EXTRACT PROVIDED>
******************************
He served as Deputy Majority Leader in the Iowa House of Representatives from 1993-2001 while chairing several standing Committees. Blodgett promised voters he would serve four terms and did so, voluntarily retiring from the Legislature in 2001.
President George W. Bush in 2001 appointed him to the position of federal Administrative Judge. In this capacity, Blodgett adjudicated legal cases under the jurisdiction of the U.S. Department of Health & Human Service’s Provider Reimbursement Review Board. As a presidential appointee Blodgett presided over hundreds of legal cases involving health care policy. Shortly after his 2001 inauguration, President George W. Bush jokingly asked Blodgett if there was “anything in his past” which might jeopardize his being named to a position in the new administration. Blodgett, known for his dry sense of humor, shocked Bush by replying that he had “served two years in a Texas prison.” Blodgett then told the President that his “prison time” was as a general dentist, at the La Tuna federal correctional facility, in El Paso, Texas.
In late 2007, he resigned from the U.S. Department of Health and Human Services in Washington, DC, returned to Clear Lake, and retired.
Blodgett practiced orthodontics until 1992, when he was elected to the Iowa House of Representatives.
******************************
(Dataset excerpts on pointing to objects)
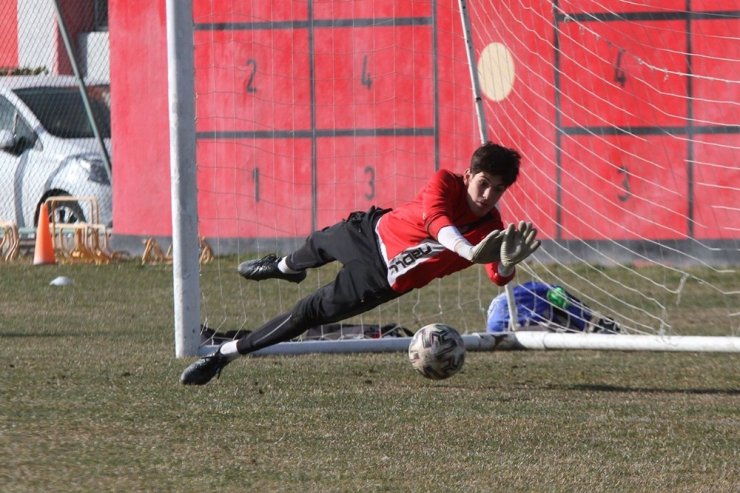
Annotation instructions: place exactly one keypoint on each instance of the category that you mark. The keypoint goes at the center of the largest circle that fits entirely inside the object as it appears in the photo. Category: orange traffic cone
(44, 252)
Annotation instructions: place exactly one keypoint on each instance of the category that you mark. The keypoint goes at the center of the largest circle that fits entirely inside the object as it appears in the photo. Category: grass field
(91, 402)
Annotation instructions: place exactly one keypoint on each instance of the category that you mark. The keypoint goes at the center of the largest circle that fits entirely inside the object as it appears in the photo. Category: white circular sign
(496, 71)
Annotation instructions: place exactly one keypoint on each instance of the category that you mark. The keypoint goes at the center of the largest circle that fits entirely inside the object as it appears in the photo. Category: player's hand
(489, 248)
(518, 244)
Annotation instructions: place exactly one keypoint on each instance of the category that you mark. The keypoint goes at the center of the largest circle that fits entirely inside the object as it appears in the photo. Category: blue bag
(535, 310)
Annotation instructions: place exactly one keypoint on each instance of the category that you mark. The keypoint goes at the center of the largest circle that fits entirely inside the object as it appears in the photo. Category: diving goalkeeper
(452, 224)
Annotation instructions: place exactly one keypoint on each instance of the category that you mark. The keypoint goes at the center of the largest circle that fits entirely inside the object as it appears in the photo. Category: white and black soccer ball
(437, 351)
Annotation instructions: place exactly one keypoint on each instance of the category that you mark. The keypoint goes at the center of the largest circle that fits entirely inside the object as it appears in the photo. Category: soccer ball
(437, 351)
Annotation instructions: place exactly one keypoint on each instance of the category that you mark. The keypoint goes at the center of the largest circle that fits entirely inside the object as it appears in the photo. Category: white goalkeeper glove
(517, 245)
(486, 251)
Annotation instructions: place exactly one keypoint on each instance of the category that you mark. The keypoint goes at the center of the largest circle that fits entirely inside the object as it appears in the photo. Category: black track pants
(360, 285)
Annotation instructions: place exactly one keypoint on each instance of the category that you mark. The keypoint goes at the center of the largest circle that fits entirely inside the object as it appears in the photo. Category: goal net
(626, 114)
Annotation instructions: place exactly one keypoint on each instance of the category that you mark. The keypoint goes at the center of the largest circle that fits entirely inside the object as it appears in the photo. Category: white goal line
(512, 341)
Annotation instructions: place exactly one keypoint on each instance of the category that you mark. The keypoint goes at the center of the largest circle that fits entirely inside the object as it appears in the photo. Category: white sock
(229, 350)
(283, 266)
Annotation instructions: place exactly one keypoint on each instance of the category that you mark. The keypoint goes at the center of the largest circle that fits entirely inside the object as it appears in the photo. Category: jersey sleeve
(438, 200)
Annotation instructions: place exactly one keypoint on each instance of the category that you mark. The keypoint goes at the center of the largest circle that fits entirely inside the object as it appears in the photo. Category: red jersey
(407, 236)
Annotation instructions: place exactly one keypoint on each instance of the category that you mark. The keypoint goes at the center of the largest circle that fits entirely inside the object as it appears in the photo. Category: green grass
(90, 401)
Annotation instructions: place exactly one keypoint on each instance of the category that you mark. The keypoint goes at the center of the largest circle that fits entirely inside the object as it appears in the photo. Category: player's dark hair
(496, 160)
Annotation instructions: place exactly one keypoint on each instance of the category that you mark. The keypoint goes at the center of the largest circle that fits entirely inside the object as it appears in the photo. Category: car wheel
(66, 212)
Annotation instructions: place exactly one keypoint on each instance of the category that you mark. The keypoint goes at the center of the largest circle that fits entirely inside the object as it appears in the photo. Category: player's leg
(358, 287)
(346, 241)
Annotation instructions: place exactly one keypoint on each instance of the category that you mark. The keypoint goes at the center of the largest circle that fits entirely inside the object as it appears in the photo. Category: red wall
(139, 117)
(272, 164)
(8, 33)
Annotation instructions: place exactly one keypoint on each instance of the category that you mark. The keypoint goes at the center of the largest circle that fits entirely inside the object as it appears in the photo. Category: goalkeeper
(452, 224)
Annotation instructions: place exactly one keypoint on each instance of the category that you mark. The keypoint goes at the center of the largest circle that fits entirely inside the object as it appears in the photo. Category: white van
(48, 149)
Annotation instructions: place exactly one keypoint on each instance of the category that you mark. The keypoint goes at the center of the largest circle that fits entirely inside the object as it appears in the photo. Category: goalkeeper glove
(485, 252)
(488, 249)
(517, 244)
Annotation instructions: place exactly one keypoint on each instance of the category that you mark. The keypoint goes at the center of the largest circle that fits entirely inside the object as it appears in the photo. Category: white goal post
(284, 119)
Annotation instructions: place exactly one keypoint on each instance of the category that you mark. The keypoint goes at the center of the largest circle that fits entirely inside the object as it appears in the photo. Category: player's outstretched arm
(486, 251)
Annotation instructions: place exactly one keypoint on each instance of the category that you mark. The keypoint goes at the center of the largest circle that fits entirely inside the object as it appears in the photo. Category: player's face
******************************
TASK INSTRUCTIONS>
1. In the Blodgett biography, what position did President George W. Bush appoint Blodgett to in 2001?
2. Proceed with the Blodgett biography, writing on from its final sentence.
These entries are separate material and have no connection to the Blodgett biography.

ANSWERS BY TASK>
1. Federal Administrative Judge.

2.
While serving in federal and state office, Blodgett frequently observed that “successful private sector experience, prior to serving in elective or appointive capacities, is essential to public service.” He disdained career politicians who, prior to entering government, “hadn’t met payrolls or created real-world jobs.” As a Legislator, he sometimes took positions opposed by most conservative lawmakers, concerning issues like education and the environment. Blodgett’s son, Todd, said his father was “always a straight shooter, who never left any doubt about where he stood - on anything. He plainly expressed his views without hesitation. Diplomacy wasn’t his thing; compared to my dad, Donald Trump is like a politically correct, professional mediator. But his frankness was respected and he never lost an election for public office. The voters always knew he was well-informed, trustworthy, smart and honest.”